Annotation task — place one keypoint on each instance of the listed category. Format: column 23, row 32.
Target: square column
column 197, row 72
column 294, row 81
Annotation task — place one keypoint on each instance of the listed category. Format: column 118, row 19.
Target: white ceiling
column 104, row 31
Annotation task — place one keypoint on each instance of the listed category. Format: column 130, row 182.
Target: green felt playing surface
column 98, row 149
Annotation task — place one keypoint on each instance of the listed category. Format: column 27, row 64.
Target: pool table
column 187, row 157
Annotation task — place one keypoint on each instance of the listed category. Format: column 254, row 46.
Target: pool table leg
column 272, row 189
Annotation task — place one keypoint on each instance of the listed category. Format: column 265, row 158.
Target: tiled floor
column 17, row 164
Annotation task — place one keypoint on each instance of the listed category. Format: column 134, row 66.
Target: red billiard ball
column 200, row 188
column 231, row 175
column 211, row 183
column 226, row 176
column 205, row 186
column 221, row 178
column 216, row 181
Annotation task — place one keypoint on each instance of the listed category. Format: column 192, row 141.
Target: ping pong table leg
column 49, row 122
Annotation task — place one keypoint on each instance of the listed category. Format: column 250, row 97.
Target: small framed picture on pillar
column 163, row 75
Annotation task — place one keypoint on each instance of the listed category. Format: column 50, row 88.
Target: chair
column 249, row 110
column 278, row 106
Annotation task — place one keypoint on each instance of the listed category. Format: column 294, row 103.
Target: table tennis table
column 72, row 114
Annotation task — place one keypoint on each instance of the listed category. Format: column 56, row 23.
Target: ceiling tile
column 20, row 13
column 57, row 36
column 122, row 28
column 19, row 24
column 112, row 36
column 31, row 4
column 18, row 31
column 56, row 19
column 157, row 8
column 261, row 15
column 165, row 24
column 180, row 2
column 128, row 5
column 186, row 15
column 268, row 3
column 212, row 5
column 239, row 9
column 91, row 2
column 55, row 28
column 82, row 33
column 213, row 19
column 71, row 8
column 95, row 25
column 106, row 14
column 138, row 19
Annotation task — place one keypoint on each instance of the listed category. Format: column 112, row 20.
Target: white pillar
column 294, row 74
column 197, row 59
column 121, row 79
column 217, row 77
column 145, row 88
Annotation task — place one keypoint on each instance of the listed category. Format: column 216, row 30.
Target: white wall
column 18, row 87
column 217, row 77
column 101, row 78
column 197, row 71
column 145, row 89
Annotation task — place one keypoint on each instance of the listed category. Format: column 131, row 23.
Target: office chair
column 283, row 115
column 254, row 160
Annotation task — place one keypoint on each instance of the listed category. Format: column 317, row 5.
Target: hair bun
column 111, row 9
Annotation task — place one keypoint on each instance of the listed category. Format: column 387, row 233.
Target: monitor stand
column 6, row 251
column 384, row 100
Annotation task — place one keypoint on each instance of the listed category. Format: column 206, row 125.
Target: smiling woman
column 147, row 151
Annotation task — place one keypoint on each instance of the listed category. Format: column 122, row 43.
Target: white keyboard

================================

§ **WORK ORDER**: Print the whole listing again, exactly.

§ **WRITTEN ANSWER**:
Annotation task — place one keypoint on each instance of the listed category. Format: column 23, row 32.
Target: square column
column 197, row 72
column 294, row 81
Annotation task — place one keypoint on each instance of the listed category. Format: column 118, row 19.
Target: white ceiling
column 104, row 31
Annotation task — place one keypoint on each instance of the listed category. Format: column 130, row 182.
Target: green felt playing surface
column 98, row 149
Annotation task — place one keypoint on each instance of the listed category. Format: column 27, row 64.
Target: pool table
column 187, row 157
Annotation task — place one keypoint on each instance of the listed category. Format: column 254, row 46.
Target: pool table leg
column 272, row 189
Annotation task — place one keypoint on each instance of the listed category. Format: column 265, row 158.
Target: tiled floor
column 17, row 164
Annotation task — place one keypoint on each instance of the listed category. Format: column 134, row 66.
Target: red billiard ball
column 200, row 188
column 231, row 175
column 211, row 183
column 226, row 176
column 205, row 186
column 221, row 178
column 216, row 181
Annotation task — place one keypoint on each instance of the listed category. Format: column 192, row 141.
Target: ping pong table leg
column 49, row 122
Annotation task — place one keypoint on each instance of the listed category. Format: column 250, row 97.
Target: small framed picture on pillar
column 163, row 75
Annotation task — place one keypoint on each instance of the listed category. Format: column 50, row 88.
Target: chair
column 249, row 110
column 278, row 106
Annotation task — place one keypoint on each instance of the listed category. Format: column 294, row 103.
Target: table tennis table
column 72, row 114
Annotation task — place one keypoint on each instance of the listed category. Format: column 56, row 23.
Target: ceiling tile
column 20, row 13
column 57, row 36
column 122, row 28
column 19, row 24
column 112, row 36
column 31, row 4
column 18, row 31
column 56, row 19
column 157, row 8
column 261, row 15
column 165, row 24
column 180, row 2
column 128, row 5
column 186, row 15
column 268, row 3
column 212, row 5
column 239, row 9
column 91, row 2
column 55, row 28
column 82, row 33
column 213, row 19
column 71, row 8
column 95, row 25
column 106, row 14
column 138, row 19
Annotation task — place one keypoint on each instance of the listed category. Format: column 112, row 20.
Target: white pillar
column 294, row 74
column 197, row 59
column 121, row 79
column 217, row 77
column 145, row 88
Annotation task — place one keypoint on each instance of the listed category. Format: column 216, row 30.
Target: white wall
column 18, row 87
column 217, row 77
column 101, row 78
column 197, row 71
column 145, row 89
Annotation task — place one keypoint on each instance of the listed category. Format: column 131, row 23.
Target: office chair
column 283, row 115
column 254, row 160
Annotation task — place one keypoint on each instance of the listed category. Format: column 317, row 5.
Target: hair bun
column 111, row 9
Annotation task — place one keypoint on each instance of the listed category. Format: column 387, row 233.
Target: monitor stand
column 6, row 251
column 384, row 100
Annotation task — place one keypoint on each instance of the listed category. Format: column 206, row 125.
Target: smiling woman
column 147, row 151
Annotation task — place one keypoint on each instance of the listed category. Format: column 122, row 43.
Target: white keyboard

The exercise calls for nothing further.